■ EXERCISE BRIEF
Each entry below needs to be transcribed verbatim; the images should not appear.

◆ ◆ ◆ ◆ ◆ ◆ ◆

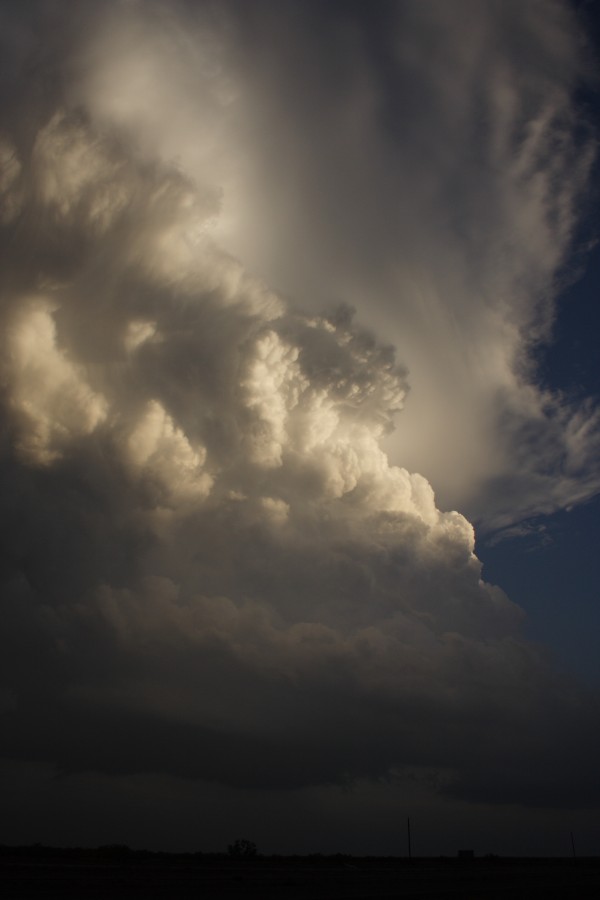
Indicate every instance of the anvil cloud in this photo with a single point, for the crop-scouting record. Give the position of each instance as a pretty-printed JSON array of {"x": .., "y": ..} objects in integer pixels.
[{"x": 214, "y": 564}]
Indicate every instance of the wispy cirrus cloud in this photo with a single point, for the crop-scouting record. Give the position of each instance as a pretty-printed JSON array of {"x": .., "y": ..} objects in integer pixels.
[{"x": 205, "y": 543}]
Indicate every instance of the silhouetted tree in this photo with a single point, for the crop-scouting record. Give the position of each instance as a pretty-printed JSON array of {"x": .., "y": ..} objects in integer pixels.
[{"x": 242, "y": 849}]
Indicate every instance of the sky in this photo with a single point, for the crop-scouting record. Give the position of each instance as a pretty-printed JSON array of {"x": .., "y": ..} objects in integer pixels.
[{"x": 300, "y": 425}]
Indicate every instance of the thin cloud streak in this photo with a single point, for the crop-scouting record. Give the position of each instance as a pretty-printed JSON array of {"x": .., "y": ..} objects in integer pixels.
[{"x": 205, "y": 546}]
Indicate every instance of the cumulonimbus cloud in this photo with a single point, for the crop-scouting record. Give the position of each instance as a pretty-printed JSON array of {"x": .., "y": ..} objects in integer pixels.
[{"x": 205, "y": 546}]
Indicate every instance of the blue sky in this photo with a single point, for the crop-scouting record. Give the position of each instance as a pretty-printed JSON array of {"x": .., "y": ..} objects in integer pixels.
[{"x": 300, "y": 424}]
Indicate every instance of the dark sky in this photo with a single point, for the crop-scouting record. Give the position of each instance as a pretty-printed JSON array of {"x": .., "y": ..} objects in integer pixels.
[{"x": 297, "y": 298}]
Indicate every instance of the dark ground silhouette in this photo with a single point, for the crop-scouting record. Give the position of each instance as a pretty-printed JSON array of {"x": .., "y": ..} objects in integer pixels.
[{"x": 116, "y": 872}]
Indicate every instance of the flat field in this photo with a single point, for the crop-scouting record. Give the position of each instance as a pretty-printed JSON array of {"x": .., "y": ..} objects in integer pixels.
[{"x": 299, "y": 878}]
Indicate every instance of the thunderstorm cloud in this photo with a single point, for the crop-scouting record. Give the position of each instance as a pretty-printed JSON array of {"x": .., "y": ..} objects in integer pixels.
[{"x": 214, "y": 564}]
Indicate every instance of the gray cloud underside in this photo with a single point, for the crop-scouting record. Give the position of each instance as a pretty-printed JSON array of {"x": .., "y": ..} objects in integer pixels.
[{"x": 209, "y": 566}]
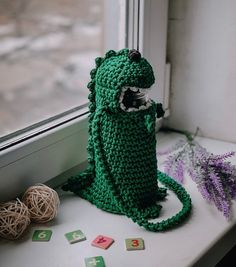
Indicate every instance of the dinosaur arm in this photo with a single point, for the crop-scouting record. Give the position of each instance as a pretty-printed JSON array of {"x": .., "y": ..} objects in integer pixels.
[{"x": 160, "y": 111}]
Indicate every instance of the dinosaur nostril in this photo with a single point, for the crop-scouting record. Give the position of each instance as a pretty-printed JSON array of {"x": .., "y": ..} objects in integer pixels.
[{"x": 134, "y": 55}]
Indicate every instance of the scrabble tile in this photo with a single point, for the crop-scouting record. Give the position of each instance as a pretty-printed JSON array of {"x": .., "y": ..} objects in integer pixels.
[
  {"x": 94, "y": 262},
  {"x": 102, "y": 242},
  {"x": 75, "y": 236},
  {"x": 42, "y": 235},
  {"x": 134, "y": 244}
]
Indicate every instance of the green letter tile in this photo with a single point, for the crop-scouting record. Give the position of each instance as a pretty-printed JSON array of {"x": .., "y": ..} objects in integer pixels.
[
  {"x": 75, "y": 236},
  {"x": 134, "y": 243},
  {"x": 42, "y": 235}
]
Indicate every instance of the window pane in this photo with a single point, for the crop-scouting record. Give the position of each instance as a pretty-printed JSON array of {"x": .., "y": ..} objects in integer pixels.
[{"x": 47, "y": 49}]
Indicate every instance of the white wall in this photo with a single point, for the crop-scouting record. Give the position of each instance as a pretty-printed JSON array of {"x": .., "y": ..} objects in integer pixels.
[{"x": 202, "y": 51}]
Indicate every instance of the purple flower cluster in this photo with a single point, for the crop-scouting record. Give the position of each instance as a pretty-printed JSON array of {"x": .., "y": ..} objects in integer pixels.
[{"x": 214, "y": 176}]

◆ ◆ ◆ ◆ ◆ ◆ ◆

■ EXERCISE ANSWER
Indicate every instance of the anvil cloud in this photo with a single point, for the crop-scouting record. Give the position of each instance as a pretty-printed JSON array of {"x": .., "y": ..} objects in integer pixels.
[{"x": 214, "y": 564}]
Indicate every instance of the wispy cirrus cloud in this photo with a single point, for the crop-scouting record. Give the position of each instance as a pretty-printed JSON array of {"x": .., "y": ..} objects in integer pixels.
[{"x": 205, "y": 543}]
Indicate every instance of the silhouetted tree in this photo with a single point, for the crop-scouting record. Give the position of each instance as a pretty-printed JSON array of {"x": .., "y": ..} objects in integer pixels.
[{"x": 242, "y": 849}]
Indicate every instance of the sky in this photo with a single point, for the crop-scouting record. Give the position of each instance as a pretty-printed JSON array of {"x": .., "y": ..} objects in integer pixels.
[{"x": 300, "y": 425}]
Indicate every instance of the thin cloud streak in this photo with a single point, for the crop-scouting record. Give the position of each instance as a pretty-printed JSON array of {"x": .., "y": ..} objects in integer pixels.
[{"x": 205, "y": 546}]
Indicate every instance of the cumulonimbus cloud in this photo with a single point, for the crop-scouting record. Give the position of each instance as a pretty-printed JSON array of {"x": .., "y": ..} objects in integer pixels.
[{"x": 205, "y": 546}]
Indicate every instance of the blue sky in this photo with a single point, for the crop-scouting record. Give the position of each instance as a pretty-printed JSON array of {"x": .., "y": ..} objects in integer pixels.
[{"x": 300, "y": 424}]
Indicate every instance of the dark sky in this photo with a single point, for the crop-scouting record. Give the position of each instance as a pretty-printed JSON array of {"x": .., "y": ..} objects in integer pixels.
[{"x": 297, "y": 298}]
Indicate every instance of the dark ground silhouette in this photo with a single point, for the crop-scouting record. Give the position of each instance as a pretty-printed JSON array of {"x": .., "y": ..} objects in integer pixels.
[{"x": 116, "y": 872}]
Indicate every instance of the flat field in this photo with a single point, for the crop-scouting record. Give the position of each instance as a pretty-printed JSON array of {"x": .., "y": ..} objects in integer pixels.
[{"x": 299, "y": 878}]
Indicate every instance of the thunderstorm cloud in this photo with a single point, for the crop-scouting record. Give the position of each instance as a pretty-printed JSON array of {"x": .., "y": ..} objects in integer pixels.
[{"x": 214, "y": 564}]
Indicate every instance of the gray cloud underside in this photo with a single point, for the crop-scouting record. Give the position of each instance as a pretty-printed JSON array of {"x": .., "y": ..} objects in integer pixels.
[{"x": 209, "y": 566}]
Indicate every instance of the dinosaur arm in this photo with a single point, for the crop-scouting record. Give the position of each instance as a pretty-printed JSON array of {"x": .., "y": ..} objects in integer pixels.
[{"x": 160, "y": 111}]
Indicate every instance of the dinosaur nostril in this photo with a single point, for the crop-scouting record. Give the position of each instance as a pretty-printed JSON array of {"x": .., "y": ..} objects in integer pixels.
[{"x": 134, "y": 55}]
Indicate every instance of the scrabble tile in this photo with a single point, for the crop-scouting record. Give the position of each instance as a pretty-printed JSON array of {"x": .., "y": ..} objects in integer pixels.
[
  {"x": 94, "y": 262},
  {"x": 102, "y": 242},
  {"x": 75, "y": 236},
  {"x": 42, "y": 235},
  {"x": 134, "y": 244}
]
Indicate every instance of the green letter tile in this photo with a single point, for the crop-scouting record. Give the position of each instance as a pretty-printed JSON array of {"x": .., "y": ..} objects in integer pixels.
[
  {"x": 75, "y": 236},
  {"x": 134, "y": 243},
  {"x": 42, "y": 235}
]
Indicate every instance of the window pane in this photo with a single point, for the crop-scouting record. Give the position of each instance as a pretty-printed JSON array of {"x": .., "y": ..} objects in integer pixels.
[{"x": 47, "y": 49}]
Indicate every instance of the white wall in this photo with a single point, for the crop-scouting record. Give the position of each instance as a pretty-printed JSON array of {"x": .., "y": ..} objects in integer pixels.
[{"x": 202, "y": 51}]
Indicate every instance of the purple flower cluster in this photo with a single point, for the crop-scouting record. Give the position of each instance as a pretty-printed JSON array of {"x": .., "y": ..} objects in integer pixels.
[{"x": 214, "y": 176}]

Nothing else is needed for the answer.